>>

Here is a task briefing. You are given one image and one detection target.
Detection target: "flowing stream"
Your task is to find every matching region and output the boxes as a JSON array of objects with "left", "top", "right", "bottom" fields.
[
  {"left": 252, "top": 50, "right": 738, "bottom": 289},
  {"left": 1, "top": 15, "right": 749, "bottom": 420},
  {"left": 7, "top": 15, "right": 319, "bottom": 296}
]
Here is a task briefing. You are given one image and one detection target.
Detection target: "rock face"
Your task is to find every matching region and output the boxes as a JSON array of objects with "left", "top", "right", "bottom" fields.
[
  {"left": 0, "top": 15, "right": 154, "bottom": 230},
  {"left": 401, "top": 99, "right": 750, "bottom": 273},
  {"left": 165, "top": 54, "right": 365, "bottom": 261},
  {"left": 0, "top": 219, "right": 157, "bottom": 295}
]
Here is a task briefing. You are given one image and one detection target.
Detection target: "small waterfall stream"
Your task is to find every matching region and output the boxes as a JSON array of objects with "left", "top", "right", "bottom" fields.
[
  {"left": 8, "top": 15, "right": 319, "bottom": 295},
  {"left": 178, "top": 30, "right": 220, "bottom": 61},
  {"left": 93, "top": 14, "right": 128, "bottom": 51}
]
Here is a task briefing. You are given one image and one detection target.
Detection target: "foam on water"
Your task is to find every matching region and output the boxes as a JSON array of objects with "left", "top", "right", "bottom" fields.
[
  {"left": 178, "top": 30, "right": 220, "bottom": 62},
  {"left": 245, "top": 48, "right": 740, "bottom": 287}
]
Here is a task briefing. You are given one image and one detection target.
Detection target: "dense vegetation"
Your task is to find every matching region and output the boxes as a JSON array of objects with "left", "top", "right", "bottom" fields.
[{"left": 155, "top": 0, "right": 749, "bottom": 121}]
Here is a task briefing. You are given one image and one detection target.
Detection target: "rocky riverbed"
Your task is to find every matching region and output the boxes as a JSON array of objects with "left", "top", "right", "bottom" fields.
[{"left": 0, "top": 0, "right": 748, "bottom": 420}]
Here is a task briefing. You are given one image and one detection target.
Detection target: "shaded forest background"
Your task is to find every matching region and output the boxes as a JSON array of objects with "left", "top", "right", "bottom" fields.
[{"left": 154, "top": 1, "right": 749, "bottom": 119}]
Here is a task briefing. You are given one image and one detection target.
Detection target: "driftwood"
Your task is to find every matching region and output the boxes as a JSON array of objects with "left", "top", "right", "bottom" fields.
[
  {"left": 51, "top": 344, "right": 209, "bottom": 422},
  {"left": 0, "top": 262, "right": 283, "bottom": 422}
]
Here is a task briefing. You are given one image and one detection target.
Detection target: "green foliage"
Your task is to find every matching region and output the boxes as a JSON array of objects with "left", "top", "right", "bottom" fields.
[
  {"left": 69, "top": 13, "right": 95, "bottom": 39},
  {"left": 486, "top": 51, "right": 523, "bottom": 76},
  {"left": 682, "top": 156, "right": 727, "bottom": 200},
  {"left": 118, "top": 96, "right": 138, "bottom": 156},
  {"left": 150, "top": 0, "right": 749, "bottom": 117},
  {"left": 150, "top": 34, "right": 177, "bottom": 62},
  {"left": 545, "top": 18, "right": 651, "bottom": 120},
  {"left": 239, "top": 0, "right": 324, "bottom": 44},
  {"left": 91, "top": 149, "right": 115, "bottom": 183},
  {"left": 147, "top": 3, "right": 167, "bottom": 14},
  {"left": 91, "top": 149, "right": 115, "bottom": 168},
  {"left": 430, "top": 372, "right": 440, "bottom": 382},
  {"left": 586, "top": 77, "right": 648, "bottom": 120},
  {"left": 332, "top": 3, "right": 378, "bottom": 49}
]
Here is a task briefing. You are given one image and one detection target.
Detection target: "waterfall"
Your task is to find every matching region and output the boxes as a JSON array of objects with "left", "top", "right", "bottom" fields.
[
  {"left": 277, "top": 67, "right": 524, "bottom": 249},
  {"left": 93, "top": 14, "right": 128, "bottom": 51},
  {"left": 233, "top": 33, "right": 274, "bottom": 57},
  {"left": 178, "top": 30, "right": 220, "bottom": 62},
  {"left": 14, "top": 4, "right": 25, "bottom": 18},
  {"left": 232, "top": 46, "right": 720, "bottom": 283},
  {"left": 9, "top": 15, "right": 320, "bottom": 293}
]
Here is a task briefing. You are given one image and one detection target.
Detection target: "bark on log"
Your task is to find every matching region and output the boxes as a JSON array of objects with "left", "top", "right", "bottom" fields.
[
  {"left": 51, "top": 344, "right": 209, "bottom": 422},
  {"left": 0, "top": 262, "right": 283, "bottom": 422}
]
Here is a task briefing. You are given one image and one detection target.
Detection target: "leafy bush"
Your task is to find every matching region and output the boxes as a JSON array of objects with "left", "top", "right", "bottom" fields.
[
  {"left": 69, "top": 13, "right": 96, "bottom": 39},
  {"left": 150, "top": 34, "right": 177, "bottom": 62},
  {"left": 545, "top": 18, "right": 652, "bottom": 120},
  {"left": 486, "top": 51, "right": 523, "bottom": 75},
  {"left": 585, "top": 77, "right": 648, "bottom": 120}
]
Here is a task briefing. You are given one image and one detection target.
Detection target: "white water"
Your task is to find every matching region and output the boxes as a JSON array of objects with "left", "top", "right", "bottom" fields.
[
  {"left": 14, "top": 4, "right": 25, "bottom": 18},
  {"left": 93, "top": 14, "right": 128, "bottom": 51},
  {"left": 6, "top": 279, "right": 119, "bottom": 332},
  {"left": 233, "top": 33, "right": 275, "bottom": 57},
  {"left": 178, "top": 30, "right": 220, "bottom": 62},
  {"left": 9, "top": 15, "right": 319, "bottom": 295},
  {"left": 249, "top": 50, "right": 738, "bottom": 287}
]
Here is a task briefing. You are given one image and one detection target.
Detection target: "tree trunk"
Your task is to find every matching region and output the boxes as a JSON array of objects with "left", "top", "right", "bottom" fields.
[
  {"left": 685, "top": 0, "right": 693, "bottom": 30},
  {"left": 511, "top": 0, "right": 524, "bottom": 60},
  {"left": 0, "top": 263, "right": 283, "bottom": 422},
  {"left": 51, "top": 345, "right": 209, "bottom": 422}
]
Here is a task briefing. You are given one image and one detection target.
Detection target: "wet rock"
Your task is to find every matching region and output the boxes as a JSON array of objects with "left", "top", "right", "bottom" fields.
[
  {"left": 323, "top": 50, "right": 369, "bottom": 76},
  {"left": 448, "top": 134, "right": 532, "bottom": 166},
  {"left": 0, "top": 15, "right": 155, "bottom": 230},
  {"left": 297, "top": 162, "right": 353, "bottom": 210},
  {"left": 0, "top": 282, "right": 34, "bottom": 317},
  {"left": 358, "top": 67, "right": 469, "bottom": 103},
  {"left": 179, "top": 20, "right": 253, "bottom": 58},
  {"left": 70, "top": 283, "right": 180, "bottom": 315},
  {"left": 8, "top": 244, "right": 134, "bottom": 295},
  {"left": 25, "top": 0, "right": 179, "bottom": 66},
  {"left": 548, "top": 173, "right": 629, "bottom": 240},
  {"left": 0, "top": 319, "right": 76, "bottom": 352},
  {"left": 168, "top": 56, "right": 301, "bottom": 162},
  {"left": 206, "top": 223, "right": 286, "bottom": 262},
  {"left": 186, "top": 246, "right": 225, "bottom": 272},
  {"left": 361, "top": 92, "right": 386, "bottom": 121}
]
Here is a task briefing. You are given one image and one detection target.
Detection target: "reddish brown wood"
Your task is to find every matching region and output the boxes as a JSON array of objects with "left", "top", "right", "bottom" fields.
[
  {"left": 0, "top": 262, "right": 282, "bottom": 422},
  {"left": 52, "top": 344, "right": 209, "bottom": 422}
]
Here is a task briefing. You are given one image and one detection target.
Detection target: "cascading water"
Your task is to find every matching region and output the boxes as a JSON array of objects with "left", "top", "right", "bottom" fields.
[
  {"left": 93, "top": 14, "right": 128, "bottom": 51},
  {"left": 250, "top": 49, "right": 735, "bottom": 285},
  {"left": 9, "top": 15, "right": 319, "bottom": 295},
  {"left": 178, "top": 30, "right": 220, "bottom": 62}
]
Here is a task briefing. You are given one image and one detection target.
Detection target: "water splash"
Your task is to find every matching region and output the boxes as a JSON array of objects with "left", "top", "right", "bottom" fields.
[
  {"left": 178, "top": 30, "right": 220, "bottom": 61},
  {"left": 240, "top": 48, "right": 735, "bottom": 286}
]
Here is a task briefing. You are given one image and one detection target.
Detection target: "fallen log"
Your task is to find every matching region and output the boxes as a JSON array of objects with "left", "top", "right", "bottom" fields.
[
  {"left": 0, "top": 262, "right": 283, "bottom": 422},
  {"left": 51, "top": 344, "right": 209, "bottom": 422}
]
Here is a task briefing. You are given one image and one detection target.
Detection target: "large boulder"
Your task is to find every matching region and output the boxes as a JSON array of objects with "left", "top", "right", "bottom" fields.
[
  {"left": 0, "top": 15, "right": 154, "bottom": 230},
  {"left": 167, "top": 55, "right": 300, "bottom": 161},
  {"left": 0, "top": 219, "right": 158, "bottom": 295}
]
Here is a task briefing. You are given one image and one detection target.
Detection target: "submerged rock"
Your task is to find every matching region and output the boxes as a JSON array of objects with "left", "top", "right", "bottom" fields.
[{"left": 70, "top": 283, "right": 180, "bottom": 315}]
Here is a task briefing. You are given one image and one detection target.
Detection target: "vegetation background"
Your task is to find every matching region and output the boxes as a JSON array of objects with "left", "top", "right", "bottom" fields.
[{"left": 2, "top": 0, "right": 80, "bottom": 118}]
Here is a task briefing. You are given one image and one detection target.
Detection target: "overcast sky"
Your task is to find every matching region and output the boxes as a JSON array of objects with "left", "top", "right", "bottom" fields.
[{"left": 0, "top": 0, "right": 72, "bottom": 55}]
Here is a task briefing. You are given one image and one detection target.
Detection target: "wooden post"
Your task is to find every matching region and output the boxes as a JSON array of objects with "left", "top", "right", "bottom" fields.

<<

# YOUR TASK
Filter the records for the word "background" and show every line that has it.

# SOLUTION TO THIS PROBLEM
Detection target: "shaded forest background"
Detection target: "vegetation background"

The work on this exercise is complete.